Position identification data
>> Begin
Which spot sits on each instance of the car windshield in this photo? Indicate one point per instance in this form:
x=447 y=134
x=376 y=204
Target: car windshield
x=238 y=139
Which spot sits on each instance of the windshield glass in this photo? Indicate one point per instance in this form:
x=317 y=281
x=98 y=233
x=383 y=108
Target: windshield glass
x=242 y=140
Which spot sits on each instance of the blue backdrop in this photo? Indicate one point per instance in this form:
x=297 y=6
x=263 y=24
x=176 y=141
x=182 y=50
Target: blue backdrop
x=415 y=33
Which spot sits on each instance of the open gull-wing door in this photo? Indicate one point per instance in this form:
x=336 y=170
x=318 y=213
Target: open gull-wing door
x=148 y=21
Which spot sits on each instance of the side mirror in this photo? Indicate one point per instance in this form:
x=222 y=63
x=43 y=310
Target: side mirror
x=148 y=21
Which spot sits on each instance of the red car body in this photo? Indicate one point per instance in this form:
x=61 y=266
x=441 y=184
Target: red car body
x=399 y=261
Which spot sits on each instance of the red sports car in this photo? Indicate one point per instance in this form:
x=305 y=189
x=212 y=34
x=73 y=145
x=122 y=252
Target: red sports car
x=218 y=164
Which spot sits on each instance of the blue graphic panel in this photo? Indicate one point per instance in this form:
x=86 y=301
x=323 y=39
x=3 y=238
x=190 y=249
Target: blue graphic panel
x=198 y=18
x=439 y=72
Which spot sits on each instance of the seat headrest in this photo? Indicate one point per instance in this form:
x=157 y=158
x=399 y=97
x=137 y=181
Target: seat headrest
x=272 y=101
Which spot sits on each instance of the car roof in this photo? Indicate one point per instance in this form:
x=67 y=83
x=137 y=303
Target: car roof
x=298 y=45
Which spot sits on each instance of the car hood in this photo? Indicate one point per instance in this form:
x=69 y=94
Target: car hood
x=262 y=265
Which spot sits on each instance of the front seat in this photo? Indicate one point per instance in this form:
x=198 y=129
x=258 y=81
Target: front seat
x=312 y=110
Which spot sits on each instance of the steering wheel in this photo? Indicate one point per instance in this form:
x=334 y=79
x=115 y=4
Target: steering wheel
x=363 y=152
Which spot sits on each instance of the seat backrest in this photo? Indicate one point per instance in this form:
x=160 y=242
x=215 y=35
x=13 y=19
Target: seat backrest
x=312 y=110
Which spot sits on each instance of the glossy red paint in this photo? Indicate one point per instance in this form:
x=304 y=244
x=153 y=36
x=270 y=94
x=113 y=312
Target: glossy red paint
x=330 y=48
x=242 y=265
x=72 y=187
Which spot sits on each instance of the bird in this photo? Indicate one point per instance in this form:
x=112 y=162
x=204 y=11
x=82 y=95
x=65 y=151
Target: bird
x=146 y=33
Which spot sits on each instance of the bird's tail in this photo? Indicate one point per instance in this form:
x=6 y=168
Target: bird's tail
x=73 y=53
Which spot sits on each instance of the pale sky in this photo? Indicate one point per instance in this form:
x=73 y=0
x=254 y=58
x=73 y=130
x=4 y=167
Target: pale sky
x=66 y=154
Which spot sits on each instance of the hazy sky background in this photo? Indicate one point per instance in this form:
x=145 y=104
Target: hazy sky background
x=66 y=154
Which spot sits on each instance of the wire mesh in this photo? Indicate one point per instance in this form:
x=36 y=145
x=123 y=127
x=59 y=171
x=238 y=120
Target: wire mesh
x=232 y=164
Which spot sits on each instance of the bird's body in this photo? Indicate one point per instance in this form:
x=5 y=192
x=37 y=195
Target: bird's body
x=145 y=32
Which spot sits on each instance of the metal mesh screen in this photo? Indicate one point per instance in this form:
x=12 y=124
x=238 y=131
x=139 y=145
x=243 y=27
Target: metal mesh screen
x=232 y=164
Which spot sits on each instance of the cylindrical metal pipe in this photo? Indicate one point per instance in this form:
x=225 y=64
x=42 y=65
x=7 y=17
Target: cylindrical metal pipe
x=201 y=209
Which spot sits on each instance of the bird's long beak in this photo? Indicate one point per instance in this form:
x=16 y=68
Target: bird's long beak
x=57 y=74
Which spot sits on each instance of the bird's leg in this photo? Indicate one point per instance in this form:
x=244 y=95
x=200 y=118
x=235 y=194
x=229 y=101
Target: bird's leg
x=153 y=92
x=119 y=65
>> End
Stated task: Print all of the data above again, line for line and unchanged.

Correct response:
Which spot sits on each instance of the car windshield in this photo? Indicate one point per instance in this form:
x=447 y=134
x=376 y=204
Target: car windshield
x=238 y=139
Which spot sits on each instance of the windshield glass in this photo? Indicate one point per instance in this form:
x=317 y=281
x=98 y=233
x=383 y=108
Target: windshield glass
x=242 y=140
Which spot sits on each instance of the blue backdrop in this photo? Indicate one point per instance in this form:
x=297 y=6
x=263 y=24
x=176 y=141
x=182 y=50
Target: blue backdrop
x=415 y=33
Which spot sits on each instance of the open gull-wing door in this photo? Indicate one point per instance in this form:
x=336 y=170
x=318 y=213
Target: open gull-wing door
x=148 y=21
Which spot sits on each instance of the side mirror in this photo? Indicate one point per instance in this form:
x=222 y=63
x=43 y=310
Target: side mirror
x=148 y=21
Which spot sits on each instance of the red car body in this photo? Indicate one point per instance in this form:
x=61 y=266
x=441 y=184
Target: red car body
x=399 y=261
Which spot sits on each instance of the red sports car in this photo? Indicate one point per instance in this form:
x=305 y=189
x=212 y=34
x=73 y=145
x=122 y=252
Target: red sports car
x=218 y=164
Which spot sits on each instance of the blue graphic panel in this photo? Indicate one point per instance in this form:
x=86 y=301
x=323 y=39
x=3 y=238
x=190 y=249
Target: blue graphic panel
x=198 y=18
x=439 y=72
Which spot sits on each instance of the seat headrest in this photo? Indicate one point per instance in this form:
x=157 y=158
x=399 y=97
x=137 y=181
Target: seat headrest
x=272 y=101
Which spot sits on each instance of the car roof in this photo? Indicate one point per instance in this form:
x=67 y=83
x=137 y=303
Target: car roof
x=298 y=45
Which spot sits on each instance of the car hood in this photo? Indicate one point per instance in this form:
x=69 y=94
Target: car hood
x=262 y=265
Which spot sits on each instance of the front seat in this photo? Indicate one point per instance in this form:
x=198 y=129
x=258 y=81
Target: front seat
x=312 y=110
Which spot sits on each instance of the steering wheel in this photo? Indicate one point per instance in this form:
x=334 y=79
x=115 y=4
Target: steering wheel
x=363 y=152
Which spot sits on each instance of the seat backrest in this photo? Indicate one point per instance in this form:
x=160 y=242
x=215 y=35
x=13 y=19
Target: seat backrest
x=312 y=110
Which spot sits on each instance of the glossy red paint in this photo? Indicate one point per instance in this form:
x=304 y=244
x=153 y=36
x=270 y=94
x=113 y=312
Target: glossy red paint
x=330 y=48
x=242 y=265
x=72 y=187
Which spot sits on each instance of the bird in this photo? Indicate one point per instance in this form:
x=112 y=162
x=204 y=11
x=82 y=95
x=65 y=151
Target: bird
x=146 y=33
Which spot sits on each instance of the bird's tail in this photo? Indicate one point per instance in this form:
x=6 y=168
Target: bird's tail
x=73 y=53
Which spot sits on each instance of the pale sky in this photo? Indicate one point per instance in this form:
x=73 y=0
x=254 y=58
x=73 y=130
x=4 y=167
Target: pale sky
x=66 y=154
Which spot sits on each instance of the hazy sky background in this photo? Indicate one point per instance in this form:
x=145 y=104
Target: hazy sky background
x=66 y=154
Which spot sits on each instance of the wire mesh in this photo? Indicate one point per instance in this form:
x=36 y=145
x=123 y=127
x=59 y=171
x=238 y=120
Target: wire mesh
x=232 y=164
Which spot sits on each instance of the bird's body in this photo? Indicate one point per instance in this form:
x=5 y=192
x=37 y=195
Target: bird's body
x=145 y=32
Which spot sits on each instance of the metal mesh screen in this photo? Indicate one point per instance in this form:
x=12 y=124
x=238 y=131
x=139 y=145
x=243 y=27
Target: metal mesh screen
x=232 y=164
Which spot sits on each instance of the cylindrical metal pipe in this photo? Indicate one point per instance in this form:
x=225 y=64
x=42 y=65
x=7 y=17
Target: cylindrical metal pipe
x=201 y=209
Which spot sits on each instance of the bird's long beak in this photo? Indicate one point per instance in this form:
x=16 y=68
Target: bird's long beak
x=57 y=74
Which spot sits on each instance of the bird's leg in this photo? Indicate one point per instance in this form:
x=244 y=95
x=200 y=118
x=235 y=194
x=229 y=101
Target: bird's leg
x=153 y=92
x=119 y=65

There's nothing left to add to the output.